** start Provided text **

Melba Secondary College is a secondary school in Croydon, an eastern suburb of Melbourne, Victoria, Australia. Melba has a student population of approximately 560 students. The school's main campus is on Brentnall Road in Croydon.

History
During mid-2009, a merger of Maroondah and Croydon Secondary Colleges was proposed, following the goal of the Maroondah Education Coalition to improve secondary education. Despite poor community feedback around the merger, plans and a site study were completed to build a new school on the site of Maroondah Secondary College (the current Brentnall Road campus). The project was not funded in the 2010/2011 Victorian State Budget.

Despite the project's lack of funding, Croydon Secondary College and Maroondah Secondary College ceased operations as individual schools at the end of the 2011 school year. They merged under the temporary name Croydon Maroondah Secondary College for the start of the 2012 school year but continued operating at their respective campuses.

Melba Secondary College was then officially established with the Victorian Department of Education in January 2013. The founding principal was Terry Bennett, formerly the principal of Maroondah Secondary College, and also the principal of the temporary Croydon Maroondah Secondary College. The merger also attracted some students from the nearby Parkwood Secondary College which was closed at the end of the 2012 school year, although Parkwood was not officially involved in the merger.

Between 2013 and 2017, the old Croydon Secondary College site on Croydon Road served as the Junior Campus and the Maroondah Secondary College site on Brentnall Road was the Senior Campus.

Building works
Croydon and Maroondah Secondary Colleges were part of the Maroondah Education Coalition which was promised $100 million for redevelopment of school buildings by the then Labor state government, prior to the 2010 state election. The Labor government lost the 2010 election and the funding was not received, so the individual schools had no major upgrades until after the merger.

Prior to the 2014 state election, Melba College was promised $10 million for building upgrades by both major political parties. The school was then listed for building upgrades in the 2015/2016 Victorian State Budget as part of a $217 million statewide school upgrades project, and was provided $500,000 for planning. The proposed upgrade included an $18.4 million campus overhaul and constituted part of the Maroondah Education Plan. A further grant of $17.9 million was provided to the school in the 2016/2017 Victorian Budget.

** end Provided text **

• [Brief A]:
Answer these questions using the text on Melba Secondary College:
(i) About how many students attend the school?
(ii) Who was the founding principal?
(iii) How much money was the school given for planning in the 2015/2016 Victorian State Budget?

** start Source data **

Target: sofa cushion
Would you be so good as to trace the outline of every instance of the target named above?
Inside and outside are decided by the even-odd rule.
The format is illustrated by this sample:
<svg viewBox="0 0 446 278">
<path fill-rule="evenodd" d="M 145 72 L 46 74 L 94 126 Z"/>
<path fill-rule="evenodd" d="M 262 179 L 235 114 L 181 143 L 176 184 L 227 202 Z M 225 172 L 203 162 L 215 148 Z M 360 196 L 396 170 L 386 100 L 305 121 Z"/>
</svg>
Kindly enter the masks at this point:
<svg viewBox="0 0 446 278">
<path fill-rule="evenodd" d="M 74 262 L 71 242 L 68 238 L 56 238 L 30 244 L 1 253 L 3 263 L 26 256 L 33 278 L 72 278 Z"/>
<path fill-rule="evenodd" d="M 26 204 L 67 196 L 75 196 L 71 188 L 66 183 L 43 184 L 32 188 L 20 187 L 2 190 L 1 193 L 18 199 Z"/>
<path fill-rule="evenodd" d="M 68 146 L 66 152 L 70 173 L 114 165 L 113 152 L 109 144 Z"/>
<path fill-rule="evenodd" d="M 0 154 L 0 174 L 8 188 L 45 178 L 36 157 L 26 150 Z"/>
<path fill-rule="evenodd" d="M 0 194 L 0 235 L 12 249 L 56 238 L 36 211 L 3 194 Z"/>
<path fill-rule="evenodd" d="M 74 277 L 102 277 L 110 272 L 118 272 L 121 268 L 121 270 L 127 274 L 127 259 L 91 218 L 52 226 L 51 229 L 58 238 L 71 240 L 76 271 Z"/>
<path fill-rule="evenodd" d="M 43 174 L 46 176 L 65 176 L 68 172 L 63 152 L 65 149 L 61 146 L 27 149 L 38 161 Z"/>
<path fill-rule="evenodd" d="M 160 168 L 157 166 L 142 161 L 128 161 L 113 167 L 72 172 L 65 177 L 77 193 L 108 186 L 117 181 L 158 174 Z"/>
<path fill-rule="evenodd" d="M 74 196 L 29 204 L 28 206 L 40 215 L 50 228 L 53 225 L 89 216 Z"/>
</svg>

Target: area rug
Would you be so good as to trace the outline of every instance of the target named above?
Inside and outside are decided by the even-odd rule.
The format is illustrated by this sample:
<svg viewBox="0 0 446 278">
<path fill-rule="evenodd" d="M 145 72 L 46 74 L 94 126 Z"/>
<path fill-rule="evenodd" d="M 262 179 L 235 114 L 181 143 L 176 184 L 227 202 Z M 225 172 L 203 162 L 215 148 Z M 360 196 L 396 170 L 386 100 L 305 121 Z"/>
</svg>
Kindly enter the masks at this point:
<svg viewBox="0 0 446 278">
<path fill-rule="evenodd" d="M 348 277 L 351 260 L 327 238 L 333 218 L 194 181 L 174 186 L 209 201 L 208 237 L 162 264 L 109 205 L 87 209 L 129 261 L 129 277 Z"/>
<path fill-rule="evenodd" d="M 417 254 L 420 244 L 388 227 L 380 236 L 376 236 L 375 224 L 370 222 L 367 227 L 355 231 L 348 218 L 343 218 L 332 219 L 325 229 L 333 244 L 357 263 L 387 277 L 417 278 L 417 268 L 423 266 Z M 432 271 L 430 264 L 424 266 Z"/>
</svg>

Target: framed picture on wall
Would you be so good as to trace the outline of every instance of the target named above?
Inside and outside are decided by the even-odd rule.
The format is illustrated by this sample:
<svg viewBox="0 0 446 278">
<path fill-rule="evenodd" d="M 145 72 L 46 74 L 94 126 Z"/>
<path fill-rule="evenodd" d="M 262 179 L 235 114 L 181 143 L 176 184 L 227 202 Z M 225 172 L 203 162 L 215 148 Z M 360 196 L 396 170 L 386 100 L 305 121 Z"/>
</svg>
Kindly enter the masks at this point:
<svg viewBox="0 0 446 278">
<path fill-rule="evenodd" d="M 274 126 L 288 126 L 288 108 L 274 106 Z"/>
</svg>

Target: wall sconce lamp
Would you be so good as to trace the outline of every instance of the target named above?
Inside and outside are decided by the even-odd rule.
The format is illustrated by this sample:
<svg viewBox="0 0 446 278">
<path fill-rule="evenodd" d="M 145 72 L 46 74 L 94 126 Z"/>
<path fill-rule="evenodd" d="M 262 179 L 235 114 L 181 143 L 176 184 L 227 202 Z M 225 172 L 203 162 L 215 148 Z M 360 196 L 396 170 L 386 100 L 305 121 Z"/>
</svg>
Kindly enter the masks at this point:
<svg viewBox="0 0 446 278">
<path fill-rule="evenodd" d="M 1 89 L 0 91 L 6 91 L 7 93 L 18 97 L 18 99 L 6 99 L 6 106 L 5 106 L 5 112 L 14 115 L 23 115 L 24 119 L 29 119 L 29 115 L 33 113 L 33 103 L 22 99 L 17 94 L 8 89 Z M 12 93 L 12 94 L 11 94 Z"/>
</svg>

** end Source data **

• [Brief B]:
Rewrite the entries starting at the line that contains "Target: wall sconce lamp" and ending at the last line of the entries, substituting "Please" for "Kindly" and leaving everything else unchanged.

• [Exercise output A]:
(i) Approximately 560 students.
(ii) Terry Bennett.
(iii) $500,000.

• [Exercise output B]:
Target: wall sconce lamp
Would you be so good as to trace the outline of every instance of the target named above?
Inside and outside are decided by the even-odd rule.
The format is illustrated by this sample:
<svg viewBox="0 0 446 278">
<path fill-rule="evenodd" d="M 145 72 L 46 74 L 94 126 Z"/>
<path fill-rule="evenodd" d="M 262 179 L 235 114 L 181 143 L 176 184 L 227 202 Z M 225 172 L 203 162 L 215 148 Z M 360 196 L 396 170 L 386 100 L 305 121 Z"/>
</svg>
Please enter the masks at this point:
<svg viewBox="0 0 446 278">
<path fill-rule="evenodd" d="M 1 89 L 0 91 L 6 91 L 7 93 L 18 97 L 18 99 L 6 99 L 6 106 L 5 106 L 5 112 L 14 115 L 23 115 L 24 119 L 29 119 L 29 115 L 33 113 L 33 103 L 22 99 L 17 94 L 8 89 Z M 12 93 L 12 94 L 11 94 Z"/>
</svg>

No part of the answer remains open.